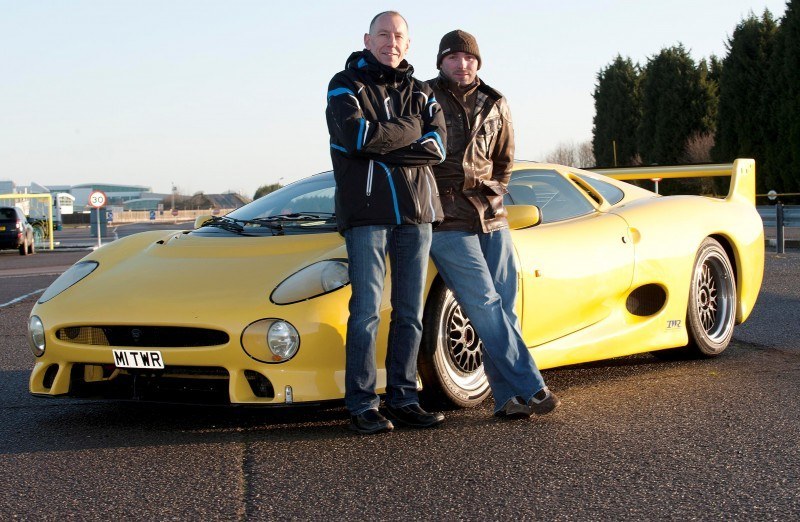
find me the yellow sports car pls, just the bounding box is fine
[27,159,764,407]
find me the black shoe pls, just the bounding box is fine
[494,397,532,419]
[385,404,444,428]
[349,409,394,435]
[527,387,561,415]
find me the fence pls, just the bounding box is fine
[757,205,800,253]
[62,208,238,226]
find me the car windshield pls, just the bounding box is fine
[195,172,337,236]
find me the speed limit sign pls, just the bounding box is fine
[89,191,107,208]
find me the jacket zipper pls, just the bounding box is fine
[424,167,436,218]
[366,160,374,196]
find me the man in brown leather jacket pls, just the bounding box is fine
[427,30,560,419]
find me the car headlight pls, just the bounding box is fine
[270,260,349,305]
[39,261,98,303]
[241,319,300,363]
[28,315,46,357]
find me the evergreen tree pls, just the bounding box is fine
[765,0,800,193]
[638,45,717,166]
[591,55,641,166]
[712,10,777,194]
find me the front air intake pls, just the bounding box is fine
[56,326,229,347]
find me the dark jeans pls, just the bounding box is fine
[343,224,432,415]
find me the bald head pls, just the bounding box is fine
[364,11,410,69]
[369,11,408,34]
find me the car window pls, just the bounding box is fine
[233,176,335,219]
[214,173,337,234]
[507,169,595,223]
[0,208,17,220]
[574,173,625,205]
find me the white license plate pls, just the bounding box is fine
[112,349,164,369]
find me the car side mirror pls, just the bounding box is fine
[194,215,213,229]
[505,205,541,229]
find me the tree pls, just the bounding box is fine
[712,10,777,194]
[638,45,717,166]
[254,183,282,200]
[544,141,595,168]
[592,56,641,166]
[764,0,800,193]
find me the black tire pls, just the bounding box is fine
[19,238,28,256]
[685,238,737,357]
[419,280,491,408]
[28,236,35,255]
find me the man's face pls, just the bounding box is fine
[364,13,409,68]
[440,52,479,87]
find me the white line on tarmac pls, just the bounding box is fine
[0,288,46,308]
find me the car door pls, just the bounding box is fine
[507,169,634,347]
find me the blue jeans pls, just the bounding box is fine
[343,224,432,415]
[430,228,546,412]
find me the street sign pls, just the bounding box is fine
[107,211,113,222]
[89,191,107,208]
[150,210,156,220]
[171,209,179,217]
[88,190,107,249]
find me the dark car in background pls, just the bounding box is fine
[0,206,35,255]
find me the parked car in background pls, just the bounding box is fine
[27,159,763,407]
[0,206,35,255]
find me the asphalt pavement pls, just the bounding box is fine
[0,234,798,520]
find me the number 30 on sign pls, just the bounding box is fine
[89,191,107,208]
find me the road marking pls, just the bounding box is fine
[0,265,74,277]
[0,288,46,308]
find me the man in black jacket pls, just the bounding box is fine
[326,11,446,434]
[427,30,560,419]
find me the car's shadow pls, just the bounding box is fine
[0,342,760,455]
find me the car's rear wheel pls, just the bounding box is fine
[28,234,35,255]
[19,237,28,256]
[419,280,491,408]
[685,238,737,357]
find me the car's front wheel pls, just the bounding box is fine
[419,280,491,408]
[685,237,737,356]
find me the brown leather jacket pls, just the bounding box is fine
[427,74,515,233]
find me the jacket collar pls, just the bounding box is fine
[346,50,414,84]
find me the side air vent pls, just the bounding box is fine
[626,284,667,316]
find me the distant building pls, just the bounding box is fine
[2,179,250,216]
[123,198,164,211]
[0,180,17,194]
[178,192,251,210]
[69,183,152,210]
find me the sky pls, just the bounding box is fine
[0,0,788,198]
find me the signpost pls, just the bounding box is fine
[88,190,107,248]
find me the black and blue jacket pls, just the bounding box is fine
[326,50,446,233]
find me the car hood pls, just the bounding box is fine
[36,229,347,326]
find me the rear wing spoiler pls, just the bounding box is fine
[588,158,756,206]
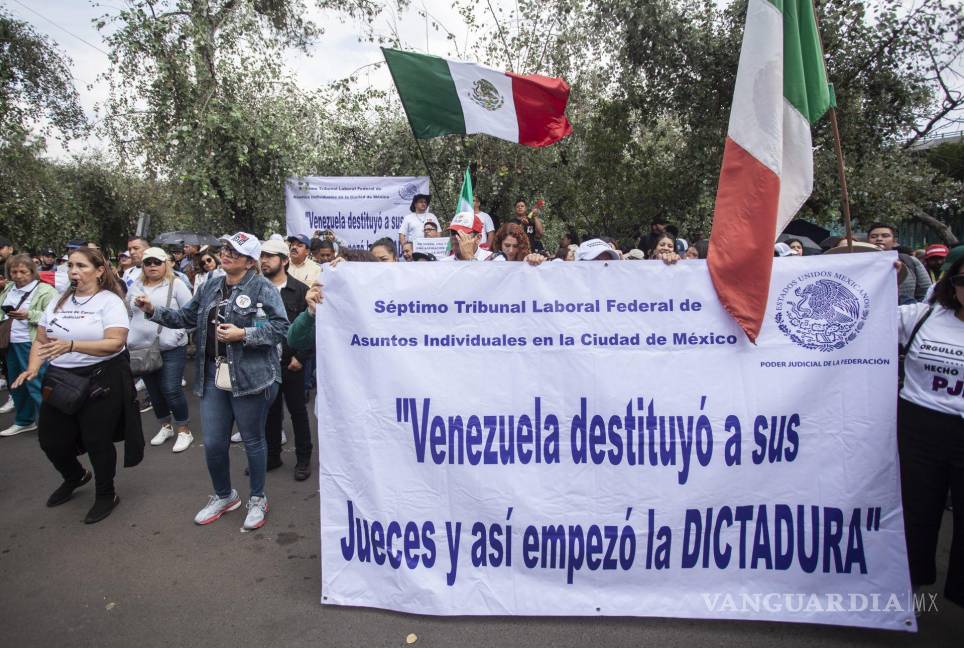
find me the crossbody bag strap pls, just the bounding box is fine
[898,306,934,384]
[155,279,175,337]
[902,306,933,355]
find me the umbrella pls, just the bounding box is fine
[777,233,822,255]
[782,219,830,243]
[152,231,222,247]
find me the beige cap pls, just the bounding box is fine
[142,247,169,262]
[260,239,290,257]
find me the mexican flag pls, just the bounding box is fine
[708,0,831,342]
[456,166,473,214]
[382,48,573,147]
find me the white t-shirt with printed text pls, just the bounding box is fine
[899,302,964,417]
[3,280,40,343]
[40,291,130,368]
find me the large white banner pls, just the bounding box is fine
[285,176,430,248]
[315,253,916,631]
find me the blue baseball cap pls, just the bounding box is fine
[286,234,310,247]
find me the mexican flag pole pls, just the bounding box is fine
[707,0,832,343]
[455,167,474,215]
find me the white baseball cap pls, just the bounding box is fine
[220,232,261,259]
[576,238,620,261]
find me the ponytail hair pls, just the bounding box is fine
[54,248,126,312]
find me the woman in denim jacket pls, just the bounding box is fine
[134,232,288,531]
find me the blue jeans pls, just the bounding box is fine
[200,361,278,498]
[141,346,190,426]
[5,342,44,426]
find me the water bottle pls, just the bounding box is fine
[254,302,267,329]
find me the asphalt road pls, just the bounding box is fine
[1,365,961,648]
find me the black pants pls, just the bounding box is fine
[897,398,964,606]
[38,369,126,497]
[265,364,312,463]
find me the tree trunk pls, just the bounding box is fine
[912,208,959,245]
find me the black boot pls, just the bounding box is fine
[294,460,311,481]
[46,470,92,507]
[84,494,120,524]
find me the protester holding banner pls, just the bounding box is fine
[135,233,288,530]
[0,255,58,437]
[442,213,491,261]
[369,238,398,263]
[259,240,313,480]
[12,248,142,524]
[897,252,964,607]
[398,193,439,248]
[487,223,531,261]
[648,234,680,261]
[286,235,321,287]
[127,248,194,453]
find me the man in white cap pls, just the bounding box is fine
[575,238,622,261]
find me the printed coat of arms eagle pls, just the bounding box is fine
[469,79,505,111]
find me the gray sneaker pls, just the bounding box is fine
[243,495,268,530]
[194,489,241,525]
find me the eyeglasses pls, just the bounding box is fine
[219,248,242,259]
[142,258,165,267]
[950,275,964,287]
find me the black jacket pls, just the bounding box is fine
[277,275,312,364]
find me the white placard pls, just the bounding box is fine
[285,176,429,249]
[315,253,915,631]
[411,238,450,258]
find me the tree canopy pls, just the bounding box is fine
[0,0,961,253]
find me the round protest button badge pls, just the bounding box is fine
[235,295,252,309]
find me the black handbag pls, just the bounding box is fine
[41,365,92,415]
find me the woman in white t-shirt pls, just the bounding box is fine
[12,248,143,525]
[128,247,195,453]
[897,251,964,606]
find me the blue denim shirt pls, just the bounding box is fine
[150,269,289,398]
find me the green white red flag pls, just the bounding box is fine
[382,48,573,147]
[708,0,831,342]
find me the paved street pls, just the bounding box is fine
[1,366,961,647]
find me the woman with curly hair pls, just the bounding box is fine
[487,223,531,261]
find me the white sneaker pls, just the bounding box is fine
[0,421,37,437]
[0,396,14,414]
[172,431,194,453]
[150,424,175,446]
[243,495,269,530]
[281,430,288,445]
[194,489,241,525]
[230,431,242,443]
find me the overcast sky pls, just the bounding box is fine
[5,0,962,160]
[4,0,489,158]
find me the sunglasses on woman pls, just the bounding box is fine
[142,258,165,267]
[950,274,964,287]
[220,248,243,259]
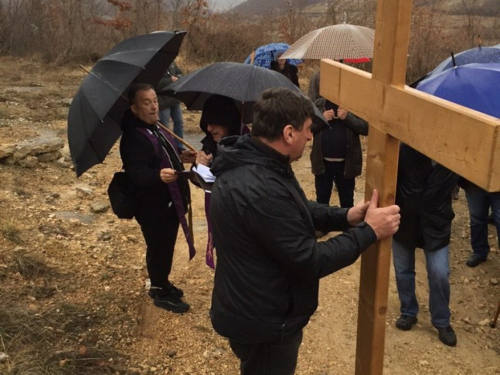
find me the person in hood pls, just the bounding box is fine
[194,94,249,268]
[119,83,196,313]
[209,87,400,374]
[195,94,246,166]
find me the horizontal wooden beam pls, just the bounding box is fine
[320,59,500,191]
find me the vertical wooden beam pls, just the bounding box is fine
[355,2,412,373]
[372,0,413,86]
[355,127,399,375]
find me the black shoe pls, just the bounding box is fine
[435,325,457,347]
[148,282,184,299]
[395,315,418,331]
[154,294,190,313]
[466,253,486,267]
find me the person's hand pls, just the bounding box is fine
[196,151,213,166]
[171,76,179,82]
[337,107,348,120]
[180,149,196,163]
[347,200,370,226]
[363,189,400,240]
[323,109,335,121]
[160,168,178,184]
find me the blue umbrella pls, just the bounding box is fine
[244,42,303,69]
[410,46,500,88]
[429,46,500,75]
[416,63,500,118]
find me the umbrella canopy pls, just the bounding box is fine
[416,63,500,118]
[430,46,500,76]
[162,62,327,124]
[68,30,186,176]
[281,23,375,61]
[244,42,303,68]
[411,46,500,88]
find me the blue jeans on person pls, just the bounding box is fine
[463,183,500,260]
[315,160,355,208]
[159,104,184,149]
[229,331,303,375]
[392,239,451,328]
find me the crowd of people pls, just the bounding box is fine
[117,53,498,374]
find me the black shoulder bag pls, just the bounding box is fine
[107,170,137,219]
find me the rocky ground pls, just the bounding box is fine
[0,56,499,374]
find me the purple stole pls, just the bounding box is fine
[204,125,251,269]
[137,126,196,260]
[204,192,215,269]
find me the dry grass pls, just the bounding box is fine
[0,256,125,375]
[0,218,24,245]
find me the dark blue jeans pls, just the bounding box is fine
[463,183,500,260]
[229,331,303,375]
[315,160,355,208]
[392,239,451,327]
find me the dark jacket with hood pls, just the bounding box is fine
[393,143,459,251]
[199,95,242,156]
[119,110,189,223]
[308,70,368,178]
[209,134,378,344]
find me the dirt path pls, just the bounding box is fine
[0,57,498,374]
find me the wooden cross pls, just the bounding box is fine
[319,1,500,374]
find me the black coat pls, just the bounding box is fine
[209,134,377,344]
[393,143,459,250]
[310,98,368,178]
[119,111,188,223]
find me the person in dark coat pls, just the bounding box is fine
[193,95,249,269]
[120,83,196,313]
[270,52,300,88]
[156,60,185,148]
[459,178,500,267]
[392,143,459,347]
[209,87,401,375]
[308,70,368,208]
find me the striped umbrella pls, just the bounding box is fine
[281,23,375,61]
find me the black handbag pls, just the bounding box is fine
[107,171,137,219]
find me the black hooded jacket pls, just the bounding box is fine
[209,134,377,344]
[199,95,242,156]
[393,143,459,250]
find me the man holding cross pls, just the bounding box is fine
[208,88,400,375]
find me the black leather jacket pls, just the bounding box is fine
[209,134,377,344]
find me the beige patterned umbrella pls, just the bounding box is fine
[281,23,375,61]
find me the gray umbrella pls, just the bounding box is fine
[68,30,186,176]
[162,62,327,125]
[281,23,375,61]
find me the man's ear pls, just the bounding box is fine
[130,104,138,116]
[283,124,294,145]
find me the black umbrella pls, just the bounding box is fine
[162,62,327,125]
[68,30,186,176]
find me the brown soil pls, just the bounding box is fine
[0,57,499,374]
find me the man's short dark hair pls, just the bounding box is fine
[252,88,315,142]
[128,83,155,105]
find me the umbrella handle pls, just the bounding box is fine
[157,121,197,152]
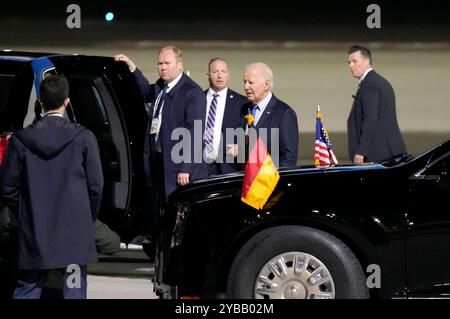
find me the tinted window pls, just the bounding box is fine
[0,74,14,114]
[0,62,33,132]
[68,76,109,135]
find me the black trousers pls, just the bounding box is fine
[207,162,223,176]
[143,151,166,240]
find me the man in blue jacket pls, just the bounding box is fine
[114,47,207,247]
[0,75,103,299]
[116,46,207,197]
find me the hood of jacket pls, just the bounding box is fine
[15,116,83,159]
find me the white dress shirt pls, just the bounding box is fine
[359,68,373,84]
[204,87,227,161]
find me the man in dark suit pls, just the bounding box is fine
[116,47,206,196]
[204,58,247,175]
[347,45,406,164]
[241,62,299,167]
[0,75,103,299]
[114,47,207,243]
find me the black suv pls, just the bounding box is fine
[0,51,149,249]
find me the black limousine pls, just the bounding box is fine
[154,140,450,299]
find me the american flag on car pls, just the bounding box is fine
[314,106,338,167]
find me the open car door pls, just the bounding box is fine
[48,55,148,243]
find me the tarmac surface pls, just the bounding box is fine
[38,247,156,299]
[87,248,156,299]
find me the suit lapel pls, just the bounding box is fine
[148,80,165,119]
[153,78,165,99]
[350,71,372,116]
[241,102,252,129]
[350,90,359,116]
[221,89,234,131]
[255,95,277,128]
[166,73,186,98]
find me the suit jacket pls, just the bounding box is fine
[134,69,207,197]
[204,88,247,174]
[0,116,103,269]
[241,94,299,167]
[347,70,406,162]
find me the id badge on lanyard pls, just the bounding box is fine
[150,118,161,135]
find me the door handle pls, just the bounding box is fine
[409,174,440,182]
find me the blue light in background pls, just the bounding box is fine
[105,12,115,22]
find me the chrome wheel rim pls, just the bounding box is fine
[254,252,335,299]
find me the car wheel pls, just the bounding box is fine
[226,225,369,299]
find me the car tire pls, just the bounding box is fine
[226,225,369,299]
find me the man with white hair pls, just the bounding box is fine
[241,62,299,167]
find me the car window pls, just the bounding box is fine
[23,82,38,128]
[0,62,33,133]
[67,77,109,135]
[0,74,14,113]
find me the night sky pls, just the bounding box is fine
[1,1,450,43]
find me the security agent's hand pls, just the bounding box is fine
[177,172,190,186]
[226,144,239,157]
[353,154,365,165]
[114,54,137,73]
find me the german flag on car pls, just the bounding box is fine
[241,137,280,210]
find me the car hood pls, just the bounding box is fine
[168,164,388,201]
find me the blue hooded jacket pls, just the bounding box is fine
[0,116,103,269]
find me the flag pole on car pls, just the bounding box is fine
[314,105,338,167]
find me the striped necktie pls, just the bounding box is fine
[204,93,219,153]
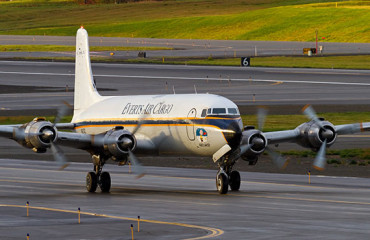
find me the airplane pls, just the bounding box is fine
[0,27,369,194]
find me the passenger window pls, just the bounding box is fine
[201,109,207,117]
[212,108,226,114]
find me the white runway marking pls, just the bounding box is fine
[1,71,370,86]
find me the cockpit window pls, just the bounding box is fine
[204,108,240,116]
[212,108,226,114]
[228,108,238,115]
[201,109,207,117]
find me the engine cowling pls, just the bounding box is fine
[16,118,57,152]
[102,128,137,160]
[296,119,337,150]
[240,128,267,164]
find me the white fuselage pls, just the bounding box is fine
[72,93,243,157]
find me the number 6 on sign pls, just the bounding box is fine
[241,57,250,67]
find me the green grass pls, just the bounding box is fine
[0,115,72,125]
[241,112,370,132]
[1,0,370,42]
[172,55,370,69]
[120,55,370,70]
[283,149,370,164]
[0,45,171,52]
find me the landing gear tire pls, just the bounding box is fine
[216,172,229,194]
[86,171,98,193]
[99,171,111,193]
[229,170,241,191]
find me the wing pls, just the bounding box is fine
[264,129,299,145]
[239,119,370,170]
[264,122,370,145]
[0,125,18,139]
[0,120,156,161]
[264,122,369,147]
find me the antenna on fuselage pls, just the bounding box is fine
[194,85,197,94]
[172,85,176,94]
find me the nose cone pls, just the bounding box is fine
[41,129,55,142]
[252,137,265,150]
[321,129,334,140]
[119,137,134,151]
[223,120,242,150]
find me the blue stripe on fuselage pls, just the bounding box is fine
[75,116,241,129]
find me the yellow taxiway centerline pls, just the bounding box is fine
[0,204,224,240]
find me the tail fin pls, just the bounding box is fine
[72,27,102,121]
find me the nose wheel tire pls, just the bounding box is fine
[229,170,241,191]
[216,172,229,194]
[86,172,98,193]
[99,171,111,193]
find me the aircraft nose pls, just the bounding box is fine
[223,120,242,150]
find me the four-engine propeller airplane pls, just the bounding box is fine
[0,27,369,194]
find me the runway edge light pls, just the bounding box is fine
[26,201,29,217]
[131,224,134,240]
[138,216,140,232]
[78,207,81,224]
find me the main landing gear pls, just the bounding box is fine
[216,165,241,194]
[86,155,111,193]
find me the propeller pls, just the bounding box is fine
[257,107,288,169]
[128,150,145,178]
[240,107,288,169]
[54,101,72,125]
[49,102,72,169]
[265,147,289,170]
[313,139,327,171]
[302,104,324,129]
[50,142,70,170]
[115,116,150,178]
[303,105,365,170]
[126,116,152,178]
[13,127,26,140]
[301,105,331,171]
[257,107,268,130]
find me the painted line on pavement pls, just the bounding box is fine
[1,71,370,86]
[0,204,224,240]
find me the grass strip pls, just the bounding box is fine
[1,1,369,42]
[119,55,370,70]
[1,54,369,70]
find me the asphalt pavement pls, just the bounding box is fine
[1,159,369,240]
[1,34,370,58]
[0,61,369,112]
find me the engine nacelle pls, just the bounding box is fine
[240,129,267,163]
[102,127,136,160]
[296,119,337,150]
[16,118,57,152]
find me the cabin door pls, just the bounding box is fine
[186,108,196,141]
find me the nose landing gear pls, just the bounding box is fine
[216,166,241,194]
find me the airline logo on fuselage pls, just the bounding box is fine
[122,102,174,115]
[196,128,208,142]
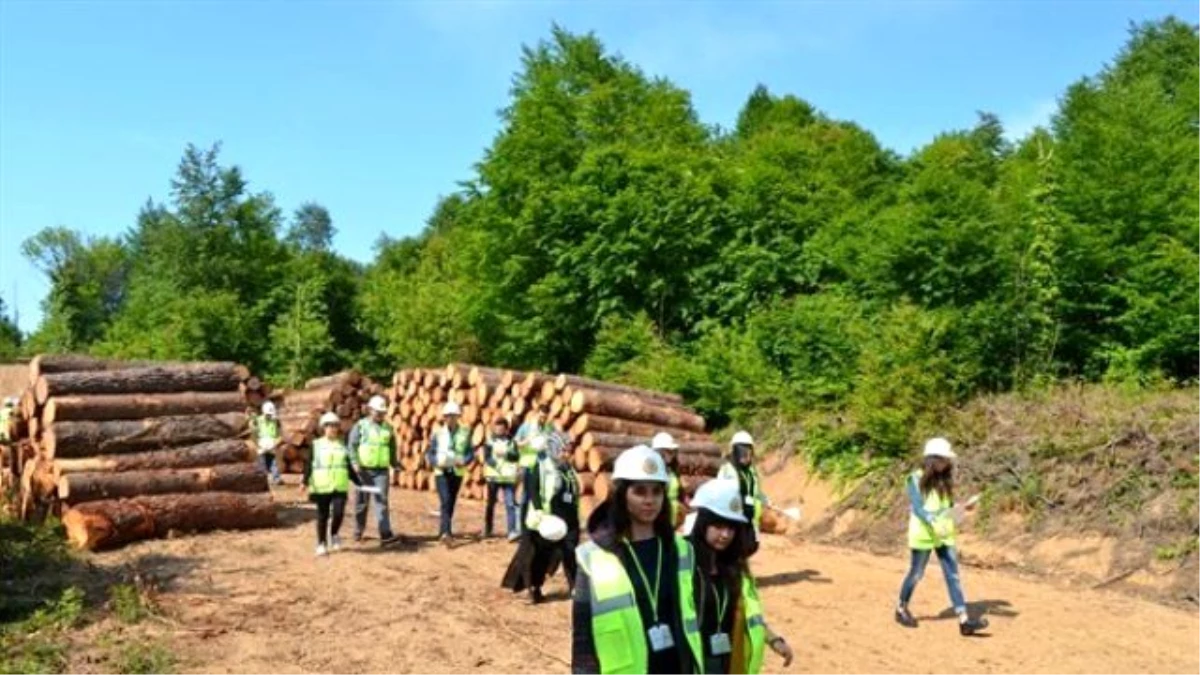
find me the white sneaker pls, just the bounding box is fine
[330,536,342,552]
[315,544,328,557]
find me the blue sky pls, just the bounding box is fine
[1,0,1196,334]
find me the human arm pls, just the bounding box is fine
[389,428,400,470]
[483,440,497,469]
[906,473,935,526]
[764,624,794,667]
[346,423,362,472]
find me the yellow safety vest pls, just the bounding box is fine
[309,438,350,494]
[517,423,554,468]
[718,462,764,530]
[484,437,520,484]
[355,420,394,469]
[433,424,471,477]
[667,472,681,523]
[906,470,955,550]
[576,534,704,675]
[739,574,767,674]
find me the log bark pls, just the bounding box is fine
[29,354,192,382]
[43,391,247,423]
[593,472,612,502]
[304,370,361,389]
[569,390,705,432]
[58,463,267,504]
[53,439,255,475]
[44,413,248,459]
[61,491,278,551]
[580,432,721,456]
[282,386,343,410]
[586,444,723,473]
[569,414,709,441]
[553,374,684,405]
[36,363,248,403]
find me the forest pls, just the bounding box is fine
[2,18,1196,471]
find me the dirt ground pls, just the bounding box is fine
[90,479,1200,675]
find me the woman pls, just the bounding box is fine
[895,437,989,636]
[571,445,704,675]
[686,478,793,674]
[301,412,358,556]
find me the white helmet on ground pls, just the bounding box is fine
[368,395,388,413]
[651,432,679,451]
[261,401,277,417]
[537,514,568,542]
[730,431,754,447]
[689,478,748,523]
[923,437,957,459]
[319,411,341,427]
[612,445,669,483]
[441,401,462,417]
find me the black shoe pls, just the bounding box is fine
[895,607,918,628]
[959,616,989,636]
[530,588,545,605]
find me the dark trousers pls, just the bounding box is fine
[313,493,346,546]
[530,530,579,591]
[436,472,463,537]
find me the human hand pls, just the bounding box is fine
[770,637,794,667]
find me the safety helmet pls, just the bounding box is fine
[651,432,679,451]
[261,401,277,417]
[441,401,462,417]
[368,395,388,413]
[3,396,14,407]
[319,411,341,427]
[537,514,568,542]
[612,444,669,483]
[689,478,748,523]
[730,431,754,447]
[530,434,547,451]
[923,437,956,459]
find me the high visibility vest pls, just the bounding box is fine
[484,438,520,484]
[536,457,580,517]
[575,535,704,675]
[667,472,681,523]
[719,462,764,530]
[906,470,955,549]
[433,424,471,477]
[739,573,767,674]
[517,423,553,468]
[0,407,11,442]
[354,420,394,469]
[309,438,350,494]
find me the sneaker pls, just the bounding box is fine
[530,588,545,605]
[959,616,989,636]
[894,607,918,628]
[439,533,452,546]
[507,532,521,543]
[330,536,342,552]
[315,544,328,557]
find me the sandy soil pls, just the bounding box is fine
[96,483,1199,674]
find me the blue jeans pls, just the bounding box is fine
[257,452,282,483]
[353,469,393,539]
[485,481,517,535]
[436,472,463,537]
[899,546,966,612]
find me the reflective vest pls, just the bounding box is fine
[667,471,681,523]
[537,457,580,516]
[433,424,472,477]
[484,437,520,484]
[718,462,764,530]
[309,437,350,494]
[0,407,11,442]
[576,535,704,675]
[255,417,281,454]
[907,470,955,549]
[517,423,554,468]
[739,574,767,674]
[354,419,394,469]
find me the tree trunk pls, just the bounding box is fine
[577,471,595,495]
[569,390,705,431]
[53,439,255,475]
[569,413,709,440]
[44,413,248,459]
[593,472,612,502]
[61,491,278,551]
[553,374,684,405]
[281,386,343,410]
[580,432,721,456]
[43,391,247,423]
[58,463,267,504]
[304,370,361,389]
[29,355,193,382]
[36,363,249,403]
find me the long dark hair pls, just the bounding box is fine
[688,509,752,597]
[588,479,676,551]
[919,456,954,502]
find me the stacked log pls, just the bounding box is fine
[7,354,276,550]
[387,364,723,516]
[274,370,386,474]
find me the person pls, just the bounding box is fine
[571,444,704,674]
[502,431,581,603]
[301,412,358,556]
[348,395,398,544]
[425,401,473,543]
[895,437,989,636]
[686,478,794,674]
[718,431,768,538]
[0,397,15,443]
[515,405,555,473]
[483,416,521,540]
[253,401,284,486]
[651,432,685,527]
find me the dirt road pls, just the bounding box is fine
[99,485,1198,674]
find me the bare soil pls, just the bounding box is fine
[84,480,1199,674]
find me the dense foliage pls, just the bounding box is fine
[10,19,1197,465]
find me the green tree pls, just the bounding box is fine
[266,276,335,387]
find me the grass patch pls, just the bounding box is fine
[110,640,176,674]
[108,584,148,625]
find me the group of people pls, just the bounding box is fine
[248,392,990,672]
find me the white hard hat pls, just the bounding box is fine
[730,431,754,447]
[612,444,669,483]
[3,397,15,407]
[261,401,277,417]
[319,411,341,427]
[441,401,462,417]
[689,478,748,523]
[368,395,388,413]
[923,437,957,459]
[537,514,568,542]
[530,434,547,451]
[651,432,679,451]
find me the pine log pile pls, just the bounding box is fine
[274,370,386,474]
[387,364,723,517]
[6,354,277,550]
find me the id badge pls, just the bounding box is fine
[744,495,755,506]
[563,492,574,503]
[648,624,675,652]
[709,632,732,655]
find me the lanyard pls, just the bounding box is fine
[562,468,577,496]
[707,577,729,627]
[624,539,664,622]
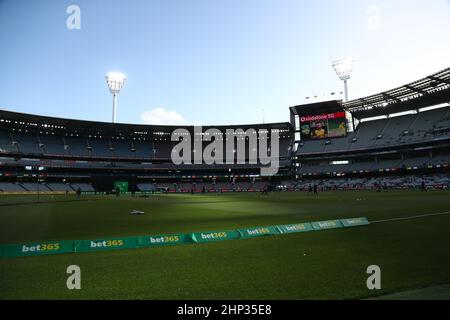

======

● **Problem details**
Start with the line holding "find me the person pls, just" and repeat exactly every line through the final line of the records above, but no pictures and nothing more.

● **Answer space**
find me the person pls, just the bounding box is fine
[571,444,704,674]
[502,431,581,603]
[301,412,358,556]
[348,395,398,544]
[425,401,473,543]
[895,437,989,636]
[686,478,794,674]
[718,431,768,538]
[0,397,15,443]
[515,405,555,473]
[483,416,521,540]
[253,401,284,486]
[651,432,685,527]
find me the dirt road pls, just the bounding box is fine
[99,485,1198,674]
find me the bare soil pls, just the bounding box is fine
[84,480,1199,674]
find me the dense foliage pls, just the bounding box is fine
[10,19,1197,465]
find me the green tree pls, just the bounding box is fine
[266,276,335,387]
find me the grass patch pls, just the bounding box is fine
[110,640,176,674]
[108,584,148,625]
find me the group of people pls, just the bounding box is fine
[248,392,990,672]
find me the white hard hat pls, just the bounding box is fine
[730,431,754,447]
[612,444,669,483]
[3,397,15,407]
[261,401,277,417]
[319,411,341,427]
[441,401,462,417]
[689,478,748,523]
[368,395,388,413]
[923,437,957,459]
[537,514,568,542]
[530,434,547,451]
[651,432,679,451]
find me the pine log pile pls, just the bounding box is fine
[274,370,386,474]
[387,364,723,517]
[6,354,277,550]
find me the id badge pls, just the bounding box is fine
[744,495,755,506]
[563,492,574,503]
[648,624,675,652]
[709,632,732,655]
find me the lanyard pls, just the bounding box is fine
[562,468,577,496]
[707,577,729,627]
[624,539,664,622]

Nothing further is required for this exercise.